---- Data extracts

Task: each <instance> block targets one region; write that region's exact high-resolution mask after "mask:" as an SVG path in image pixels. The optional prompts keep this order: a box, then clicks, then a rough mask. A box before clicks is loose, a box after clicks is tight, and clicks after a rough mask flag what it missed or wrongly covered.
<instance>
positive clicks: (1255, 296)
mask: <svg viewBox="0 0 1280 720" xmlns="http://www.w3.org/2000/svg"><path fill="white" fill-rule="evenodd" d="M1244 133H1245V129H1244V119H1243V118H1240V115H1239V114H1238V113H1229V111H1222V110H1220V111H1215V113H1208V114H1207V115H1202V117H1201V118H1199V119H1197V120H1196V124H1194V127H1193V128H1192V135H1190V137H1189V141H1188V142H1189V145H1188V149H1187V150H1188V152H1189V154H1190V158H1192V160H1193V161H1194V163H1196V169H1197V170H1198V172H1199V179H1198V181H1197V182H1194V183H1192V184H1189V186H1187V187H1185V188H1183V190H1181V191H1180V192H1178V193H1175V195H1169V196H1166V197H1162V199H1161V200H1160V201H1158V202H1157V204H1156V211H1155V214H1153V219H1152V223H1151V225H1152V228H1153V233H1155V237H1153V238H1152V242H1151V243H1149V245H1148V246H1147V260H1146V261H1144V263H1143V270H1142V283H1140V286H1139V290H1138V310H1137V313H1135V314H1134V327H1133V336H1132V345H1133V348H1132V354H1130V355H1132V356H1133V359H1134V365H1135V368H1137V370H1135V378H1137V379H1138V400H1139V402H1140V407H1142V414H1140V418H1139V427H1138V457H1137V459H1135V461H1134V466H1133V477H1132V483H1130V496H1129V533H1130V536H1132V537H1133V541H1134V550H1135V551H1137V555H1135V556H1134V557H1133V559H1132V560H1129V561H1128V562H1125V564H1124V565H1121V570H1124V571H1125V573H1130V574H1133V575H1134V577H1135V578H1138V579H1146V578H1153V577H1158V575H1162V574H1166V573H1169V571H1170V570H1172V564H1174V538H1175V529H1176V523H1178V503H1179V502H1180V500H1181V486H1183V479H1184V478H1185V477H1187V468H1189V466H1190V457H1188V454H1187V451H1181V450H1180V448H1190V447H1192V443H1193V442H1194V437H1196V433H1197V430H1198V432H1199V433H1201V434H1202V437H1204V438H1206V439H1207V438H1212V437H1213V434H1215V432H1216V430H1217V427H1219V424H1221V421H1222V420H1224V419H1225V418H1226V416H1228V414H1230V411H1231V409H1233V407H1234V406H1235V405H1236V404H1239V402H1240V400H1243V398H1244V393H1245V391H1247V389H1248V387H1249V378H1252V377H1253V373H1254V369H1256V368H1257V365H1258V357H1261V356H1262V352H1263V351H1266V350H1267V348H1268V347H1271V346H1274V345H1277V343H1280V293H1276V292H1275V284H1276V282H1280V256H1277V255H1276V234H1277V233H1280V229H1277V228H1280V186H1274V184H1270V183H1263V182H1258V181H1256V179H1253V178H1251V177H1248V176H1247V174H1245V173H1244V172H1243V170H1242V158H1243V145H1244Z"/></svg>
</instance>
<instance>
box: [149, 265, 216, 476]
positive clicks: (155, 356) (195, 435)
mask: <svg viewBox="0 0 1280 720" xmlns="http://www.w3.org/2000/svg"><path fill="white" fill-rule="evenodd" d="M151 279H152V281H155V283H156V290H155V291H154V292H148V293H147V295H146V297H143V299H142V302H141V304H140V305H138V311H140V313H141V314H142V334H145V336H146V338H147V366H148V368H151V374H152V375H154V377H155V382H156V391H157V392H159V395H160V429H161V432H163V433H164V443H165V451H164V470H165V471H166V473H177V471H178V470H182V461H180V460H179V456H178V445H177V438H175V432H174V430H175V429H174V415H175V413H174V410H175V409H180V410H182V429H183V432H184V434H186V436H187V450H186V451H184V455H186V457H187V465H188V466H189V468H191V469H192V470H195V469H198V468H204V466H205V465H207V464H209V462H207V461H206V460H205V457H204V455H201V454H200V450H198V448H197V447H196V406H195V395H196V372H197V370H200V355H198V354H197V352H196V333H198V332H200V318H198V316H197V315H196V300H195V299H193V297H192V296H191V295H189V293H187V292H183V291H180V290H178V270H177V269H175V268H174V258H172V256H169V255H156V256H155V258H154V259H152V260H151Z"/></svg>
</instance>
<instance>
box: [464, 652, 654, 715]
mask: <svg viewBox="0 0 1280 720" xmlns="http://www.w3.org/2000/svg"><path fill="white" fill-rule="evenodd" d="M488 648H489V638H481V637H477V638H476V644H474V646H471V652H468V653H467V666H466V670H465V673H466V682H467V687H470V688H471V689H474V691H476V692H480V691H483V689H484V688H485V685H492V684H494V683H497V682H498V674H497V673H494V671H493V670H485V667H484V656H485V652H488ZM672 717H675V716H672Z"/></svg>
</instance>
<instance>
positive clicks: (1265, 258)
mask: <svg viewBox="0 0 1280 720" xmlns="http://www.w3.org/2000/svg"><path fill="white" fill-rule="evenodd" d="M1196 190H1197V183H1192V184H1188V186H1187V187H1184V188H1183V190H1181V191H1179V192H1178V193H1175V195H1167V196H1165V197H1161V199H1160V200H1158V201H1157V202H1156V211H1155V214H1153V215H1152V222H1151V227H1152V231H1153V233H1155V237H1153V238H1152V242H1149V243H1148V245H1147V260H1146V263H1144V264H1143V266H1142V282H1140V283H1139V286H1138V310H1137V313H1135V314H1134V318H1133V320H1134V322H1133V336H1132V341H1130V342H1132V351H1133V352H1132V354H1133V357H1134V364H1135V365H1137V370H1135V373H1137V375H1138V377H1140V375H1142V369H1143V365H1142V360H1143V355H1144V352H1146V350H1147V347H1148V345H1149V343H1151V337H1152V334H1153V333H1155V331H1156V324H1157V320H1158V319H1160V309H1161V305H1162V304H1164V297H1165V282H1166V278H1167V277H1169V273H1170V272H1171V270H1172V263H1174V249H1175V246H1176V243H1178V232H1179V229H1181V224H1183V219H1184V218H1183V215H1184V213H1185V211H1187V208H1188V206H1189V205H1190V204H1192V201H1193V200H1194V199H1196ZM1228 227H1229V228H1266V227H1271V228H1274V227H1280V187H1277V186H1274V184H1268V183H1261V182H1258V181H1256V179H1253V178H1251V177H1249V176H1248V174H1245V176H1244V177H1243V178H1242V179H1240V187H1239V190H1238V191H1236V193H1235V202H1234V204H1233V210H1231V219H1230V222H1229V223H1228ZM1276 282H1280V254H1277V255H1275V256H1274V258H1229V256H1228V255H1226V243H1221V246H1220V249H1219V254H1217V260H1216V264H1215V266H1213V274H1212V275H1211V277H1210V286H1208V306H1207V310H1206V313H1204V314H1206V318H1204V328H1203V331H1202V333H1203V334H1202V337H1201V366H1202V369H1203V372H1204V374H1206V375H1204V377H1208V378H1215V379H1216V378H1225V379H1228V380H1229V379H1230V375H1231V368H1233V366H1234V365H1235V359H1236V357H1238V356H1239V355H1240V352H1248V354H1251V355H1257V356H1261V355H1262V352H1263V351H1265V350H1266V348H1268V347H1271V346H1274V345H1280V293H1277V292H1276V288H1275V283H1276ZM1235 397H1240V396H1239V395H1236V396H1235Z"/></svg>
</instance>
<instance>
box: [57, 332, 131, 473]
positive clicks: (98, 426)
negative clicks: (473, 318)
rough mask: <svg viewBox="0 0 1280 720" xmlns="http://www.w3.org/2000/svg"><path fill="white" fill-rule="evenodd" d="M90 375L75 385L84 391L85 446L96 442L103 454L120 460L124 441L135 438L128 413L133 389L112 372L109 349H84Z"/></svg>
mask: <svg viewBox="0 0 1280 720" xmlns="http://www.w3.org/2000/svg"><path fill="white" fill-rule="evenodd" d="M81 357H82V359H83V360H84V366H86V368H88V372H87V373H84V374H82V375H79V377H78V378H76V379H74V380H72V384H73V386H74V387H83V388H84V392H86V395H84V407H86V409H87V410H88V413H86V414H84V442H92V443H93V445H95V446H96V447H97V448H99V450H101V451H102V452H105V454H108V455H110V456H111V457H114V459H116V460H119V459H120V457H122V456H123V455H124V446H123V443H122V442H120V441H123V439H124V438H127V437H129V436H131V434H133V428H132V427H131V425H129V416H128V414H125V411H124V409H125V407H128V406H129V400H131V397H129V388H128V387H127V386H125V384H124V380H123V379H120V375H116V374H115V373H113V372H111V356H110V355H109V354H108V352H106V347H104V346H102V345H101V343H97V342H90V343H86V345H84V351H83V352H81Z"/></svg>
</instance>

--------

• _What the exercise asks_
Select each line of the data above that contains the string "positive" and copy those lines out in full.

• _Result of the exercise_
positive clicks: (1255, 296)
positive clicks: (155, 356) (195, 435)
positive clicks: (1265, 258)
positive clicks: (98, 426)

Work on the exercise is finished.